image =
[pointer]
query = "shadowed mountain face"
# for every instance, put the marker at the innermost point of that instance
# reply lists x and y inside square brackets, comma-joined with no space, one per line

————————

§ Work item
What's wanted is a faithful copy of each entry above.

§ Exercise result
image =
[pointer]
query = "shadowed mountain face"
# for every instance, put the marker at the innermost point of that instance
# reply lists x and y inside square brackets, comma-joined with no space, one per line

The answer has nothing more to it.